Исходный отрывок
Чтения о русской поэзии - страница 13



Мы с вами вспоминали уже «Грамматику» Мелетия Смотрицкого (1619 год); одна из статей этой книги носит название «О просодии стихотворной» – это серьезная попытка создать метрическую систему, пригодную для восточных славян. Но и Смотрицкому пришлось взять за образец латинский учебник, составленный иезуитом Альваром; к тому же теория стихосложения, созданная Смотрицким, оказалась головоломно-сложной, искусственной – до применения ее на практике дело так и не дошло. Многочисленные переводы польских руководств по версификации заполонили в царствование Алексея Михайловича книжный рынок, силлабическая теория победила практически без борьбы.

Знаменитейший поэт этой эпохи – Симеон Полоцкий. Белорус, выученик Киево-Могилянской академии. Ловкий царедворец, воспитатель детей Алексея Михайловича: царевича Алексея, впоследствии и царевича Федора.

Первый профессиональный писатель в России, творивший за гонорар. Драматург. Чистый западник, для которого «неученая» русская культура как бы и не существовала – настолько он презирал ее.

Сохранённые записи набора данных
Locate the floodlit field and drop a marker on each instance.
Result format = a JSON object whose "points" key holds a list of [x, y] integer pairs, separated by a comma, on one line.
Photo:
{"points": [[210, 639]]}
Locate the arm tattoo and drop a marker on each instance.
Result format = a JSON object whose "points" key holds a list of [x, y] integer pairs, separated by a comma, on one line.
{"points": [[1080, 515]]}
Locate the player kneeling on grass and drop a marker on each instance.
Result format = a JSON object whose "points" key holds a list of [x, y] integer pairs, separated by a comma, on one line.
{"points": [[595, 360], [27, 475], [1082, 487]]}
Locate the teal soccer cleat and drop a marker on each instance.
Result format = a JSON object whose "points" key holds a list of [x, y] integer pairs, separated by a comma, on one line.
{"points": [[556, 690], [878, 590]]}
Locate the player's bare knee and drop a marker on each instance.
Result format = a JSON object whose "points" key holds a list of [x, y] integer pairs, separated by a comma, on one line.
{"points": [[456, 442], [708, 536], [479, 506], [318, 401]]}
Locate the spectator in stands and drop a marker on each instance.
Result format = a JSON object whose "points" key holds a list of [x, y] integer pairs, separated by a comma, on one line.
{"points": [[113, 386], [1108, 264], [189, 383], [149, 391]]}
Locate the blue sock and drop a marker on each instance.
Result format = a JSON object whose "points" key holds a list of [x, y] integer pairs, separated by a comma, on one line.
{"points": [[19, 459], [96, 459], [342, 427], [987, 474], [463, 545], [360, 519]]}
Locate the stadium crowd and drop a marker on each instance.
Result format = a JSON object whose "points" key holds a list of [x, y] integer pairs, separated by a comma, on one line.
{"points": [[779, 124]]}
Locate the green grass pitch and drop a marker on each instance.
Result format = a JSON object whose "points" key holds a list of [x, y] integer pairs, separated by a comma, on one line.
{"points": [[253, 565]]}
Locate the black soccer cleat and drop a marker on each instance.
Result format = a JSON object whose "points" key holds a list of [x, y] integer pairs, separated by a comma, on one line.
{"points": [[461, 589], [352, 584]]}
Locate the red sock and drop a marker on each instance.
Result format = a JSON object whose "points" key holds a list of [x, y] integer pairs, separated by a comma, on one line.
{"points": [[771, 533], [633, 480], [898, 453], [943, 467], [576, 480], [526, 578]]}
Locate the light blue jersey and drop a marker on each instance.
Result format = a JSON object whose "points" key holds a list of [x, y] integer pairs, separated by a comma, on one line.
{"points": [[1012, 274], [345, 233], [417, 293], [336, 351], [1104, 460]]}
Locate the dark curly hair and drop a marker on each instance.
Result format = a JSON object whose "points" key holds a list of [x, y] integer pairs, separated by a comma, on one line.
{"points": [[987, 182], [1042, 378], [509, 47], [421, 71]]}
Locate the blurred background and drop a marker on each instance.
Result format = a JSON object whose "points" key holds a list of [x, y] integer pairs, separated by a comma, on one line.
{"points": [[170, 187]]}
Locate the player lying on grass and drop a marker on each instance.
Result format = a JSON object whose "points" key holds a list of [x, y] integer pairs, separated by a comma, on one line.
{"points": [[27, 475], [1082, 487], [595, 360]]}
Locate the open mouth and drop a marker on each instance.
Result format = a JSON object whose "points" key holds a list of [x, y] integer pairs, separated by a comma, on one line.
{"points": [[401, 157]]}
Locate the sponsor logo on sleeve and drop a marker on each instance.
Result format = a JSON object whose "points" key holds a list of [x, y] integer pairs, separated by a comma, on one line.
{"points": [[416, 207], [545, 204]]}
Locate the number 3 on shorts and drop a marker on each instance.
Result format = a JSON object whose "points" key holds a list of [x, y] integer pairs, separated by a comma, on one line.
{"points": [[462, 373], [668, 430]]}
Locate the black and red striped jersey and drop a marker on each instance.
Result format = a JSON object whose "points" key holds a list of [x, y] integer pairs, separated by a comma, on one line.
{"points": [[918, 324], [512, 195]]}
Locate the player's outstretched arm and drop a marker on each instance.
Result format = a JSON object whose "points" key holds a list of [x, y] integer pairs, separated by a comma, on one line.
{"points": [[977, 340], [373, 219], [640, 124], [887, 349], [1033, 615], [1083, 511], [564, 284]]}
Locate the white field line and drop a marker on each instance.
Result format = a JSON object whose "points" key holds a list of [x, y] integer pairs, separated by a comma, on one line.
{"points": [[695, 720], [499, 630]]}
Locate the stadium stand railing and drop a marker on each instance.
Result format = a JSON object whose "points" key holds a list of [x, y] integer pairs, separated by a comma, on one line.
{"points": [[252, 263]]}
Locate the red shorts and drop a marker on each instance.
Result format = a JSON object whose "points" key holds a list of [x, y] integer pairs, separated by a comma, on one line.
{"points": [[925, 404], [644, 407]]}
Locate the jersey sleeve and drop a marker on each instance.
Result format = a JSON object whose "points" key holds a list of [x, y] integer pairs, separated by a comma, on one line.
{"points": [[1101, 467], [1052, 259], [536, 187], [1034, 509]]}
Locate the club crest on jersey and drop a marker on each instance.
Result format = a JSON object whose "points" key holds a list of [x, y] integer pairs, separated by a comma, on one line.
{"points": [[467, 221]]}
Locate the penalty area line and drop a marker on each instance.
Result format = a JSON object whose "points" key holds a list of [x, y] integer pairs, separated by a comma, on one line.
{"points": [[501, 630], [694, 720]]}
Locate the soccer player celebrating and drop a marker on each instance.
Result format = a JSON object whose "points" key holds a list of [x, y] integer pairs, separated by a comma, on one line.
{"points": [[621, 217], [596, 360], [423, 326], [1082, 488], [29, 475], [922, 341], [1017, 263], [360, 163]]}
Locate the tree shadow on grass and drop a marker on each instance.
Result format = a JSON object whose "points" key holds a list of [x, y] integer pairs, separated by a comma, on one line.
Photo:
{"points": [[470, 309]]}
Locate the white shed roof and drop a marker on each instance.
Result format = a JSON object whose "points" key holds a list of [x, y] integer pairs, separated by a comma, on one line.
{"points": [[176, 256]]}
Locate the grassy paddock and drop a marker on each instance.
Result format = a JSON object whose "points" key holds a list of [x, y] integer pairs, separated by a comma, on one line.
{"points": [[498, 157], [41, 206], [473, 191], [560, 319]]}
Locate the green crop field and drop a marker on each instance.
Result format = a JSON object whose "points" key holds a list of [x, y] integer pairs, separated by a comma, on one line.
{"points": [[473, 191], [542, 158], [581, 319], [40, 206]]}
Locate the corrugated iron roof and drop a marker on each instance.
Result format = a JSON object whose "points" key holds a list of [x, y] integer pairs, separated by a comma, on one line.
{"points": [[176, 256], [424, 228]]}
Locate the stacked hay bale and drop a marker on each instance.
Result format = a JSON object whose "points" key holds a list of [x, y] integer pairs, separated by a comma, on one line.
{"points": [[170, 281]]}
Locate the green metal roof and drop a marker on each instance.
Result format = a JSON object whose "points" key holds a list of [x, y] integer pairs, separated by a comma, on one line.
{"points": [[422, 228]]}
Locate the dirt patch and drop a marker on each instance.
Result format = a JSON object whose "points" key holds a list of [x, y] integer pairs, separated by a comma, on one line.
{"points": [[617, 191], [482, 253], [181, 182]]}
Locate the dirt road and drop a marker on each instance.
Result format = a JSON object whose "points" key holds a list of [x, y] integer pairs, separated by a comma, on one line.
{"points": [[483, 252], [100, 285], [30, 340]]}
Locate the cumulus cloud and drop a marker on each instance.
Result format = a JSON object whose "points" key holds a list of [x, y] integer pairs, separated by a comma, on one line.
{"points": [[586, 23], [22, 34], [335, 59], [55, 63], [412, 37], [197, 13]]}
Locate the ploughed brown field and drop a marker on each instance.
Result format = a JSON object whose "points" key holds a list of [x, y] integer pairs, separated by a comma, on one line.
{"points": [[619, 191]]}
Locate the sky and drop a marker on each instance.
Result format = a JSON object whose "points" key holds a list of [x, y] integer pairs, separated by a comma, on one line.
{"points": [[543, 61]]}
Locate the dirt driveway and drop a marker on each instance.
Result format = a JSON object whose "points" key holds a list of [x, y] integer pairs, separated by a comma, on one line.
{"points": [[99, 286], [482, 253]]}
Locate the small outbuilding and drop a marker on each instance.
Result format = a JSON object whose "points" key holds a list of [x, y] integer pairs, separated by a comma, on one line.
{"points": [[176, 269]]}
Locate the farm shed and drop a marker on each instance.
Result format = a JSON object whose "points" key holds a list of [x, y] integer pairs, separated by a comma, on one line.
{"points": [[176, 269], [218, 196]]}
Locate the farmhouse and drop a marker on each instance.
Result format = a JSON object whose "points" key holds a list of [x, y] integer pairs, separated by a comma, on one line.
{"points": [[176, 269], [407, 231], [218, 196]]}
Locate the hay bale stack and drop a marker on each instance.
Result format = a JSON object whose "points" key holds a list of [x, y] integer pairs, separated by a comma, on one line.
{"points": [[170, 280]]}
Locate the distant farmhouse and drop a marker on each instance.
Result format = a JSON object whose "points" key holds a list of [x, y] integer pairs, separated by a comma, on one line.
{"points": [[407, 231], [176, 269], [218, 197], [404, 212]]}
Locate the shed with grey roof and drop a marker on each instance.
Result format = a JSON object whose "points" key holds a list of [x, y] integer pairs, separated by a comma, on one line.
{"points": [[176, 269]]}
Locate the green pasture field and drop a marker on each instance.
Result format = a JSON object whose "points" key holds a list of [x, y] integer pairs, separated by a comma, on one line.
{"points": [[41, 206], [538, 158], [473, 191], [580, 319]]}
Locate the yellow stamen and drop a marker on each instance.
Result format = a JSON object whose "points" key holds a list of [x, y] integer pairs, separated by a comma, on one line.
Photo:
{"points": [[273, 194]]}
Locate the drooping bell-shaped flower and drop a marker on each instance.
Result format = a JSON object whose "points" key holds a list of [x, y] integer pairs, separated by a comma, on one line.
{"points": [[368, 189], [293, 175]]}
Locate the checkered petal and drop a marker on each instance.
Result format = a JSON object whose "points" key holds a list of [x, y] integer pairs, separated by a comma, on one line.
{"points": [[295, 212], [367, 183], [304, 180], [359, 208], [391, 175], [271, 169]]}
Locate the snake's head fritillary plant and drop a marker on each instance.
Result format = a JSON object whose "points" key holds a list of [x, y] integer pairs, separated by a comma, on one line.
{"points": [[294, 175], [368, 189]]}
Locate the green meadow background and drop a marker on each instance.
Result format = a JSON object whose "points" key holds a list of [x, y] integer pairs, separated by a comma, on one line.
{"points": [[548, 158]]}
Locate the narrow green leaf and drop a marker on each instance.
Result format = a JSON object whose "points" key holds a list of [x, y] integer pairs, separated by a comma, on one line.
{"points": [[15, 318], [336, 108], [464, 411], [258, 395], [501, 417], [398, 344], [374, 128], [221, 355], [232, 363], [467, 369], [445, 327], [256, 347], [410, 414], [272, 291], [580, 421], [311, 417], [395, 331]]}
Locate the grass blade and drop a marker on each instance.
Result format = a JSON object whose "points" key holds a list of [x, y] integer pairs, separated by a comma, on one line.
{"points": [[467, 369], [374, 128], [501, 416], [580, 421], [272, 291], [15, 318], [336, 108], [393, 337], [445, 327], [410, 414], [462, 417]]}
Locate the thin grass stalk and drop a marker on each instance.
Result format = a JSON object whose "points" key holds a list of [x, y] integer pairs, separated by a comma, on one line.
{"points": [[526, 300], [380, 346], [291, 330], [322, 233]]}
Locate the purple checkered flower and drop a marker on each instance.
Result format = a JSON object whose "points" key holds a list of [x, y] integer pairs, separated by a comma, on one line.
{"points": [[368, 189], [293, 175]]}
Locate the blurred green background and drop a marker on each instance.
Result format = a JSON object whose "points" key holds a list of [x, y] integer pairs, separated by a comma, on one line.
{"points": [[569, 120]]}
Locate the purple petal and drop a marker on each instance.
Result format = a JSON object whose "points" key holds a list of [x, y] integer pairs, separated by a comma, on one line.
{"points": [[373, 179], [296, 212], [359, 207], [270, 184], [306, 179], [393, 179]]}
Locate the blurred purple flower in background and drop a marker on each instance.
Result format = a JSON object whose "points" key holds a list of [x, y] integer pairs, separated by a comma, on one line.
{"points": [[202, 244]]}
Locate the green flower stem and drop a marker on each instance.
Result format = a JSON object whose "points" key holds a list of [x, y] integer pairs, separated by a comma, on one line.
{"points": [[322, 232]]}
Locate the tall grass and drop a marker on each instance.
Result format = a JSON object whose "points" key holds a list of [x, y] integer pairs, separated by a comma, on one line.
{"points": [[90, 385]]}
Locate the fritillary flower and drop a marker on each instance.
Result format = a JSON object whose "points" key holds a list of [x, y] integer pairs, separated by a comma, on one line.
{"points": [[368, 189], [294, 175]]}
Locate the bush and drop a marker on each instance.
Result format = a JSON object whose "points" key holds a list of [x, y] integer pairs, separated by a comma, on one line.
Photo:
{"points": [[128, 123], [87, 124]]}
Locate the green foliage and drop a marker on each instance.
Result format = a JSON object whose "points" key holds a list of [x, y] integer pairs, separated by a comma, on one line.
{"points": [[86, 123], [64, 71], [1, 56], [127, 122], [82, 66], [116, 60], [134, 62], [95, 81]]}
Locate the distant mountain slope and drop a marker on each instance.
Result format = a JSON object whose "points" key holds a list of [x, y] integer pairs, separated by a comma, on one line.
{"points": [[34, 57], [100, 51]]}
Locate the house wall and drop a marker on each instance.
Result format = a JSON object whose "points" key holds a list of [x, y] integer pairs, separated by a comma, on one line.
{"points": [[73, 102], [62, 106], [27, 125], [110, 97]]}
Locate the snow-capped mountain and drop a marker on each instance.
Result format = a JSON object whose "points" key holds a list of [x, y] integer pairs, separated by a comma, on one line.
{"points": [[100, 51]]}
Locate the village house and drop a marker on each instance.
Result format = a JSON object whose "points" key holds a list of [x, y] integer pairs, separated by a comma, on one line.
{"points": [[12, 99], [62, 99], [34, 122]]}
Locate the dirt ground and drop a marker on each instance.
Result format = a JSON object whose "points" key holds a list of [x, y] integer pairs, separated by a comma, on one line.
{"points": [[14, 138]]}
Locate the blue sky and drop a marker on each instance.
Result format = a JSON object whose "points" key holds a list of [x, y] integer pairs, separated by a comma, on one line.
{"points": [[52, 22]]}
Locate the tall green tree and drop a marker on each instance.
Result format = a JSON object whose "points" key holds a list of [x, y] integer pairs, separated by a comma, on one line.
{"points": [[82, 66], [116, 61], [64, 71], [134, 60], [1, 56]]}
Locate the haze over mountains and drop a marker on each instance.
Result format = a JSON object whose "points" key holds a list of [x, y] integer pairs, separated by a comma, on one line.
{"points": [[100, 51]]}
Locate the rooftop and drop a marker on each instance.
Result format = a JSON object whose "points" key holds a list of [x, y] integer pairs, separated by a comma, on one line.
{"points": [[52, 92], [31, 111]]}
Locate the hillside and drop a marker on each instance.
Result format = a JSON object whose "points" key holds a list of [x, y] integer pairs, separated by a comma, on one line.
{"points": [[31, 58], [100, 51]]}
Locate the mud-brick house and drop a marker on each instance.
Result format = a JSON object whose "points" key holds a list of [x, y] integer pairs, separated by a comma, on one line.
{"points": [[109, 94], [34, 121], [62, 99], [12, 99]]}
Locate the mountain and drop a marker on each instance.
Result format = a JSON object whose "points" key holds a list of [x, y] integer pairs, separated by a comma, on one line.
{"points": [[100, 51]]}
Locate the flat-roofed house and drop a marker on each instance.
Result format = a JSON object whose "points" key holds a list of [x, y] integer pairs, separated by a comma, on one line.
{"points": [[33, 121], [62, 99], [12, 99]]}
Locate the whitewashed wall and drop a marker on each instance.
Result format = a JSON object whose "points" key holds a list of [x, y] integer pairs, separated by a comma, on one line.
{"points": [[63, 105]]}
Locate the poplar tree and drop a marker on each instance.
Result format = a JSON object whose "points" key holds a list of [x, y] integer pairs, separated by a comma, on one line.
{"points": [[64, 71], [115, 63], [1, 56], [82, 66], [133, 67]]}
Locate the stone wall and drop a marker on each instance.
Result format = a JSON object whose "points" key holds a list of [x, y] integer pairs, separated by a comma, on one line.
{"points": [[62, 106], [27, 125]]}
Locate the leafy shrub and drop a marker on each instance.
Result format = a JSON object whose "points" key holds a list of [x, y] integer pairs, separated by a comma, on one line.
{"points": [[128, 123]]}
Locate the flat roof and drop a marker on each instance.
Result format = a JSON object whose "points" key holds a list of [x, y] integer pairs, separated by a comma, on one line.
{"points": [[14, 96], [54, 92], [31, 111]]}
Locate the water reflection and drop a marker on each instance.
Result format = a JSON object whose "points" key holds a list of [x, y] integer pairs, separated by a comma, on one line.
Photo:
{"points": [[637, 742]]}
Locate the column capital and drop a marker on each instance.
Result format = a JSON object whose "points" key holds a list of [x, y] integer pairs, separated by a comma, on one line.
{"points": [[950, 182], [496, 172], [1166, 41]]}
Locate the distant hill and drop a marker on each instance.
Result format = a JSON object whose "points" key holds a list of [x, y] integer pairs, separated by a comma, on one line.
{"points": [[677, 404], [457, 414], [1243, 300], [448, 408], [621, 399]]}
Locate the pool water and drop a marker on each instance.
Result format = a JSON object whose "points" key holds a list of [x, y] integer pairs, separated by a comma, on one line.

Что сделать
(a) Ответьте по отрывку о русской поэзии:
(i) В каком году вышла «Грамматика» Мелетия Смотрицкого?
(ii) Кто составил латинский учебник, который Смотрицкий взял за образец?
(iii) Какую академию окончил Симеон Полоцкий?
(b) Перепишите из отрывка о русской поэзии кусок от «Первый профессиональный писатель» до «он презирал ее.».
(c) Подхватите отрывок о русской поэзии и допишите, что идёт после его последнего предложения.
Записи здесь ни при чём.

Ответы
(a)
(i) В 1619 году.
(ii) Иезуит Альвар.
(iii) Киево-Могилянскую академию.

(b)
Первый профессиональный писатель в России, творивший за гонорар. Драматург. Чистый западник, для которого «неученая» русская культура как бы и не существовала – настолько он презирал ее.

(c)
И вот в русской литературе – где бережно сохранялось, где существовало уже вторую сотню лет завещание Нила Сорского («Молю вас, повергните тело мое в пустыни сей, да изъедят е зверие и птица, понеже согрешило есть ко Богу и недостойно есть погребения». И дальше: «Мне потщание, елико по силе моей, что бых не сподоблен чести и славы века сего никоторые, яко же в житии сем, тако и по смерти»), – в этой литературе царствует отныне широколицый такой просветитель, который знает себе цену, имеет гигиеническую привычку исписывать «по полу тетради» в день, «зело мелко и уписисто», и за жемчужины поэзии и мудрости, типа:

Земли три части мокнут под водами,
четверта токмо суха под ногами,
всех есть ходящих и разум имущих,
                                                     и зверей сущих, —

или:

Хотяй чистоту свою сохранити,
должен есть с полом противным не жити.
Сожитие бо похоть возбуждает,
                                                     девства лишает, —

или еще:

Что либо по аеру пернато летает,
того стомах лакомо во пищу желает, —

за все это прилежно взимает гонорары, имеет своих лошадей, кареты, прислугу. «Трудящийся достоин пропитания…» Имеет, главное, высокую самооценку, превосходное самочувствие – плохой знак для человека духовной жизни.

Бог с ней, с силлабической поэзией. Конечно, со временем появились в ней и более зрелые мастера – Феофан Прокопович, в первую очередь. Стефан Яворский оставил яркий след в поэзии новолатинской («Элегия к библиотеке»), но писал и польские, и русские стихи – и в последних предстает весьма незаурядным, тонким стихотворцем:

Се вторый Ирод, исполнь смертна яда, —
Мазепа лютый убил мои чада.
Уподобися Россия Давиду,
Иже от сына терпяше обиду.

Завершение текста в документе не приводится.